__TAREA 1__
Transcribe del hilo sobre el grosor de las pistas, más abajo, todo lo que va desde "Si la superficie" hasta "falta una conexión.".

# Grosor de las PISTAS PCB Proteus 7.4 SP3.



## Meta (Mar 23, 2009)

Hola:

Me gustaría saber donde controlar el grosor de las pistas, que las veo muy finas.

Saludo9.


----------



## aguevara (Mar 23, 2009)

ve a Design ruler manager luego netclasses y donde diga routing styles hay un recuadro indicado como trace style, ahi hay varias opciones de grosor T8 es muy delgado y T200 es el mas grueso, no olvides especificar donde es donde deseas incrementar el grosor, power o signal, estop lo seleccionas en el recuadro net class.


----------



## Meta (Mar 23, 2009)

aguevara dijo:
			
		

> ve a Design ruler manager luego netclasses y donde diga routing styles hay un recuadro indicado como trace style, ahi hay varias opciones de grosor T8 es muy delgado y T200 es el mas grueso, no olvides especificar donde es donde deseas incrementar el grosor, power o signal, estop lo seleccionas en el recuadro net class.



Gracias.


----------



## Makalister (Ene 10, 2021)

Buenas tardes a todos, estoy con un programa de diseño de pcb y he visto que tiene la opción de hacer pistas de diferentes grosores para conectar los componentes entre si y también hay una opción que pone superficie  de disipación que la puedes conectar también a los componentes.
Mi duda es la siguiente, ¿Estas superficies de disipación evitan tener que hacer pistas de conexión entre componentes o hay que hacer las 2 cosas?


----------



## Scooter (Ene 10, 2021)

Si la superficie en si hace la conexión, no hará falta poner pista.
Otra cosa es que el programa lo tenga en cuenta al realizar el ERC y te diga que le falta una conexión.


----------



## Makalister (Ene 10, 2021)

Gracias por tu respuesta, ya entiendo.
Hay un parámetro que indica el borde de la superficie, pasa igual que con las pistas cuanto mas grande es ese borde mas aguanta?¿o en la superficie da igual ajustar ese borde?


----------

__TAREA 2__
Reúne cada línea del listado de abajo que contenga la palabra "black", respetando mayúsculas y minúsculas.

__LISTADO DISPONIBLE__

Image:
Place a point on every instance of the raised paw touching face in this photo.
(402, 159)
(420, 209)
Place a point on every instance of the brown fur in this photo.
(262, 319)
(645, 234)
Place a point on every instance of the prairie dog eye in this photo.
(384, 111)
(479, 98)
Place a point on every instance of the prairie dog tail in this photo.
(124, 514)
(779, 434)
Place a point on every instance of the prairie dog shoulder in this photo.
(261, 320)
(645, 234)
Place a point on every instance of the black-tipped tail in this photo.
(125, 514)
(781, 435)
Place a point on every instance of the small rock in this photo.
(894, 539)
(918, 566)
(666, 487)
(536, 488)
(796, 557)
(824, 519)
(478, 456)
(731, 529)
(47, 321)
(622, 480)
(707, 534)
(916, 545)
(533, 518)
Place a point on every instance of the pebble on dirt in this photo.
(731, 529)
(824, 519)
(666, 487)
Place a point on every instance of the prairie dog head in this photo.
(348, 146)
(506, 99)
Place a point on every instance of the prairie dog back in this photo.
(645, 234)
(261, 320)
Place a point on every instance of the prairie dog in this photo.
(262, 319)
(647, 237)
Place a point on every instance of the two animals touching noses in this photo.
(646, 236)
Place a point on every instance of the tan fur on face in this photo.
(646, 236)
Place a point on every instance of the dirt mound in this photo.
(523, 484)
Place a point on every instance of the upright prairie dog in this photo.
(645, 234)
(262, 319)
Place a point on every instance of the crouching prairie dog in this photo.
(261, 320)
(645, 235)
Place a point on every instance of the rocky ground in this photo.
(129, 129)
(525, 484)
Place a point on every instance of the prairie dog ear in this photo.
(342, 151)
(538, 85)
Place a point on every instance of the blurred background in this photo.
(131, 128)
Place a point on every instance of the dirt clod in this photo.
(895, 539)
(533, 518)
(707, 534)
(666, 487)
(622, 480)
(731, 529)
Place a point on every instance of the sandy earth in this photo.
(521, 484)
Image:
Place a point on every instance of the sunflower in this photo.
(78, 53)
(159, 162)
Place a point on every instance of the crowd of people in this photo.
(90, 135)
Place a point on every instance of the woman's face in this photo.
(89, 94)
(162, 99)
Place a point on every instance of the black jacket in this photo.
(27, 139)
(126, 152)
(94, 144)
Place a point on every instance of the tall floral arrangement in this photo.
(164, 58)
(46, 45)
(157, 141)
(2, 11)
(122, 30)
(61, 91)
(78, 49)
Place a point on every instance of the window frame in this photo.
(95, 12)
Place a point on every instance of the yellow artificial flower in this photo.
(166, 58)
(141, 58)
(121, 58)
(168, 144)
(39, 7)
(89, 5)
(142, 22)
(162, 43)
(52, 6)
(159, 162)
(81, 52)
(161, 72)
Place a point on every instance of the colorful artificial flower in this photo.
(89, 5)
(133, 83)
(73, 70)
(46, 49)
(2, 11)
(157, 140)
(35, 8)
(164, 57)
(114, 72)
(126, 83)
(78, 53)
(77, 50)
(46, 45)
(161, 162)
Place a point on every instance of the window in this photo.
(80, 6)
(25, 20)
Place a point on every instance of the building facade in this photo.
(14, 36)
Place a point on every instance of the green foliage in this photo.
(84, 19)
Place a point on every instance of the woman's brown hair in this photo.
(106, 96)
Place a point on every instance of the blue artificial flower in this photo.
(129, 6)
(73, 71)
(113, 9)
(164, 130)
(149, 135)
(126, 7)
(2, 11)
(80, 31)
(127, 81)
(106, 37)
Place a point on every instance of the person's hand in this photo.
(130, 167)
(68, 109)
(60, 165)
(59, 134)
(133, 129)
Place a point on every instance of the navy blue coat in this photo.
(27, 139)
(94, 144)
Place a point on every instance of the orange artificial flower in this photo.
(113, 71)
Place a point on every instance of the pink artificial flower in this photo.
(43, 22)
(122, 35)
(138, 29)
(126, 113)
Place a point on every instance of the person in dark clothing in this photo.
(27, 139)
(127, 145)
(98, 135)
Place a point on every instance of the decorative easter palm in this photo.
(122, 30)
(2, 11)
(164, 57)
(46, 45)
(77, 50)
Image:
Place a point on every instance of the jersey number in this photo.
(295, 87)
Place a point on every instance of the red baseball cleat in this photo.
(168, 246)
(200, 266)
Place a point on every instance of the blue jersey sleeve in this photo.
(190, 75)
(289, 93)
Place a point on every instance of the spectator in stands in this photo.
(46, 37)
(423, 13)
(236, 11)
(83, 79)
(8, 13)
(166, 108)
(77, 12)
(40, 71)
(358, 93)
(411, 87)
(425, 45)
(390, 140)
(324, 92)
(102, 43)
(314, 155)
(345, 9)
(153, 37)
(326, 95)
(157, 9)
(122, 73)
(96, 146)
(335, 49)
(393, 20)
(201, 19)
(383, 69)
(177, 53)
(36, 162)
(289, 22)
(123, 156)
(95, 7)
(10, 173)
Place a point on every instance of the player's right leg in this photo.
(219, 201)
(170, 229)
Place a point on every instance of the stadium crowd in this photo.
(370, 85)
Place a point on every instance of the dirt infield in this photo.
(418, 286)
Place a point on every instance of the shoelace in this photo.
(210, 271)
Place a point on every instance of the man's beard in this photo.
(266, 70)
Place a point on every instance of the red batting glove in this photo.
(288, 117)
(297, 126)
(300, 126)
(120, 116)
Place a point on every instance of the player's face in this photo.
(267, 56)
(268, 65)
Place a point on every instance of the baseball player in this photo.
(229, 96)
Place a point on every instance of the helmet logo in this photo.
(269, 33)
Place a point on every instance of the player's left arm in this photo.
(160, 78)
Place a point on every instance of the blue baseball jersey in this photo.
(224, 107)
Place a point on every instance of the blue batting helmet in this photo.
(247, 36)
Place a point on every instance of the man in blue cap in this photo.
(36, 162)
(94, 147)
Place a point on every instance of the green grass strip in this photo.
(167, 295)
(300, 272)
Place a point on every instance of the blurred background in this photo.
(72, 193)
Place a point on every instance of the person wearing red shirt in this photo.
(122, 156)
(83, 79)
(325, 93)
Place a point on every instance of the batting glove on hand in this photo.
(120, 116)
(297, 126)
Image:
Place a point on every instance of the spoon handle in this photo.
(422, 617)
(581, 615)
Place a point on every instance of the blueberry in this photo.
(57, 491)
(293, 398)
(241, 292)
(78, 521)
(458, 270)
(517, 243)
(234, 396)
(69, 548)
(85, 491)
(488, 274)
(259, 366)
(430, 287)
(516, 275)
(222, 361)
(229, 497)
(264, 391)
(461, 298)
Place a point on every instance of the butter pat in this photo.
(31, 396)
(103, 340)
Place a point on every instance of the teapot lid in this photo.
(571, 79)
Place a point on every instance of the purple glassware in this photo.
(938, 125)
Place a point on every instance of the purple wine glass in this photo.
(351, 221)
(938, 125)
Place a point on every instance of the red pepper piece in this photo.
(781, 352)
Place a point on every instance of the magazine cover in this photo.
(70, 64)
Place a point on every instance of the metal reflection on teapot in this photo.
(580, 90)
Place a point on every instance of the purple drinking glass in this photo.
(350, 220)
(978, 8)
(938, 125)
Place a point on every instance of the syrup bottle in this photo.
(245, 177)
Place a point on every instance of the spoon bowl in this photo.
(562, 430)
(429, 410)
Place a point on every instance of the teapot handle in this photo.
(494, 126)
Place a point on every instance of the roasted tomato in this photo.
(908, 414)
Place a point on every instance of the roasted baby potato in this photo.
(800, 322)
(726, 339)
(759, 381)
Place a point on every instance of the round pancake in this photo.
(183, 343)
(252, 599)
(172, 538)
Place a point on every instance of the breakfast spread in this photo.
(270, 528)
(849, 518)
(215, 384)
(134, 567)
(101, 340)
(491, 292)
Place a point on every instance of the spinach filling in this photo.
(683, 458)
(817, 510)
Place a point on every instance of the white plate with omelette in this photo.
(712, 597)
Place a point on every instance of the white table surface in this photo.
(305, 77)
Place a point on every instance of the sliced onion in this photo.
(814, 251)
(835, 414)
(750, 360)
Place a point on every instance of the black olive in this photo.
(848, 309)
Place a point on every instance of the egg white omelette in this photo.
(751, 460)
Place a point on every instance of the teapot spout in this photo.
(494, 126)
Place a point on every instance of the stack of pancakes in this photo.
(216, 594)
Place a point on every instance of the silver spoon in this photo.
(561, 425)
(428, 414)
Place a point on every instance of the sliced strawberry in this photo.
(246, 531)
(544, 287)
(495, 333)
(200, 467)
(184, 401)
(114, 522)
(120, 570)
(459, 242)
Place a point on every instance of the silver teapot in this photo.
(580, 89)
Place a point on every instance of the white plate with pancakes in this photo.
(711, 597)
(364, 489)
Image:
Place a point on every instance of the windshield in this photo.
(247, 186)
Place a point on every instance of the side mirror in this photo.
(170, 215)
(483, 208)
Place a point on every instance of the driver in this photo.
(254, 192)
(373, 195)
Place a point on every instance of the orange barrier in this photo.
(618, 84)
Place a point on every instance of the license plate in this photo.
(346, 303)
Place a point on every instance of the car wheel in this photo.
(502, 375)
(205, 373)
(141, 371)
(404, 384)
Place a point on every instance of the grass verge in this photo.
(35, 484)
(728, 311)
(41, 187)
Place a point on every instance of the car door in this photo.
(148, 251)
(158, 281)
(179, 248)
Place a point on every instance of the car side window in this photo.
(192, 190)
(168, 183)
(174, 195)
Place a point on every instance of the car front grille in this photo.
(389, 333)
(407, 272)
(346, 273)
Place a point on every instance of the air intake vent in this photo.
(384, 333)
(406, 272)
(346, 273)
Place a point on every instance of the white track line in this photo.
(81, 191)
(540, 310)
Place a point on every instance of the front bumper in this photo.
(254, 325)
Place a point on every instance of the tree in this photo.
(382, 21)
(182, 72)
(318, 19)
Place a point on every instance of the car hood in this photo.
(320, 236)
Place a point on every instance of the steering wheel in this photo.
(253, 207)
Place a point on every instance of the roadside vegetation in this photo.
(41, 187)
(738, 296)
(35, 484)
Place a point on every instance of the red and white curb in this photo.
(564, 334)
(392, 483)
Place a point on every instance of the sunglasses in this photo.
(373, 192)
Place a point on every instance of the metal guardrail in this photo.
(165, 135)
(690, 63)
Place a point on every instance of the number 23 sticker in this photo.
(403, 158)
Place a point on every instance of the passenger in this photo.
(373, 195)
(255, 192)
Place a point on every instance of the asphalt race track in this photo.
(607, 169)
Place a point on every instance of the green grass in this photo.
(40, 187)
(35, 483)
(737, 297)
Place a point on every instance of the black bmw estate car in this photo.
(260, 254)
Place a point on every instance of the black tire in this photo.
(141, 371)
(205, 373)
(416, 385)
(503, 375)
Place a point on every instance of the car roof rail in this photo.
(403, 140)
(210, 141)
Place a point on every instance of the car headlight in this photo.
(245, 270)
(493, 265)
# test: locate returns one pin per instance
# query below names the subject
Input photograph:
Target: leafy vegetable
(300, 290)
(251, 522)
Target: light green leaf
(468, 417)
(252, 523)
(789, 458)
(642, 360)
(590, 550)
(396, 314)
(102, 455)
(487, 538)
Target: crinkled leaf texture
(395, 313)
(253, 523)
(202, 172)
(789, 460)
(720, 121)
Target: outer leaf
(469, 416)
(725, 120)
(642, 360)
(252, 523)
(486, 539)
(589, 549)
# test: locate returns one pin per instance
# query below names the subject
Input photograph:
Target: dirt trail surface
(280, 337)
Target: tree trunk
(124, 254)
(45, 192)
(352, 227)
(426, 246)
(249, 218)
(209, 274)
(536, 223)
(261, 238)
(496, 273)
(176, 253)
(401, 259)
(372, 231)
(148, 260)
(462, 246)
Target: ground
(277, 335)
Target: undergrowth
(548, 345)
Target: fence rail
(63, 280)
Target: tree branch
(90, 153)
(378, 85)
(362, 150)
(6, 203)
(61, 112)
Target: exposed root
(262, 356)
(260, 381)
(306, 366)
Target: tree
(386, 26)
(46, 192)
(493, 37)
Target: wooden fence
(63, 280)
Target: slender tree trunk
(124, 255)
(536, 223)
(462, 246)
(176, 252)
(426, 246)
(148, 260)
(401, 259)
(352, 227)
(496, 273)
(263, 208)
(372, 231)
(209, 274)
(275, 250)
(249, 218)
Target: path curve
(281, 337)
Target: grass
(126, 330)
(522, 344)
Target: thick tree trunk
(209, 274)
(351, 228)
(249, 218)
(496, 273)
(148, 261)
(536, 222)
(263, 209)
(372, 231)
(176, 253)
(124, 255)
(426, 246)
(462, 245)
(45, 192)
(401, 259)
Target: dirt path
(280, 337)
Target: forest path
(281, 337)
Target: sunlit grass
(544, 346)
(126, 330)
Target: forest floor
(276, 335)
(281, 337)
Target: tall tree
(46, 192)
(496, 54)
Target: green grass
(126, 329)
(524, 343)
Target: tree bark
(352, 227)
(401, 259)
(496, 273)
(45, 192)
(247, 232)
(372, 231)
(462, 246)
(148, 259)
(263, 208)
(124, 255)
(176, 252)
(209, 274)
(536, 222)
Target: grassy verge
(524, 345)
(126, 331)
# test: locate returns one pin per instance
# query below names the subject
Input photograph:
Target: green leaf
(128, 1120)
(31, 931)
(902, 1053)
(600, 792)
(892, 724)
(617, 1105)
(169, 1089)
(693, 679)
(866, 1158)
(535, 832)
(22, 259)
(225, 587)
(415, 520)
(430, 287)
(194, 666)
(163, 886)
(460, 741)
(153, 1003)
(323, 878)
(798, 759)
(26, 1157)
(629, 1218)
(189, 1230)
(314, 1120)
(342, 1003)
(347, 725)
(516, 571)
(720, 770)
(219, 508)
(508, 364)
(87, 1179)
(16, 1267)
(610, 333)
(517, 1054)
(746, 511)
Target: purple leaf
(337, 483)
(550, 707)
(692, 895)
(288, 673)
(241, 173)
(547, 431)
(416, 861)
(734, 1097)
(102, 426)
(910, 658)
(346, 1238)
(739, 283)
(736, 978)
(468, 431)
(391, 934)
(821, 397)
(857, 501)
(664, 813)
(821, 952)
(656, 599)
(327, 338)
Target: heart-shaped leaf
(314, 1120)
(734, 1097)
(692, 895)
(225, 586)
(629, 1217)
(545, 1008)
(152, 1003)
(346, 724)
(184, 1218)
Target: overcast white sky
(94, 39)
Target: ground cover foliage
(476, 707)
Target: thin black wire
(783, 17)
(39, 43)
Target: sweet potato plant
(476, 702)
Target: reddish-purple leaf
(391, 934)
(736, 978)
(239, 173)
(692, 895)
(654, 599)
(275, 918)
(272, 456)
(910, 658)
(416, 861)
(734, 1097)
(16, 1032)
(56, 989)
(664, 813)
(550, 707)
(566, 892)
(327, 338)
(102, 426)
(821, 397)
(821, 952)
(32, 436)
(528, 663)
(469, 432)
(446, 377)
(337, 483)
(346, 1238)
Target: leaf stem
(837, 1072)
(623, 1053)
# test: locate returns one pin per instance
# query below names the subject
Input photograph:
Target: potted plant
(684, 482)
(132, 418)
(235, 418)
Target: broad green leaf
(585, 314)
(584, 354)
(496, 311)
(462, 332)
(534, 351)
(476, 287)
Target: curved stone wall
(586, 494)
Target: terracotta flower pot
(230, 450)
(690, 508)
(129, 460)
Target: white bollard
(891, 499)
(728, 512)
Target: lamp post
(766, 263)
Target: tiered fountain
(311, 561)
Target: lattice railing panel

__RESPUESTA 1__
Si la superficie en si hace la conexión, no hará falta poner pista.
Otra cosa es que el programa lo tenga en cuenta al realizar el ERC y te diga que le falta una conexión.

__RESPUESTA 2__
Place a point on every instance of the black-tipped tail in this photo.
Place a point on every instance of the black jacket in this photo.
Place a point on every instance of the black olive in this photo.
Place a point on every instance of the black bmw estate car in this photo.
Place a point on every instance of the black tire in this photo.
Target: thin black wire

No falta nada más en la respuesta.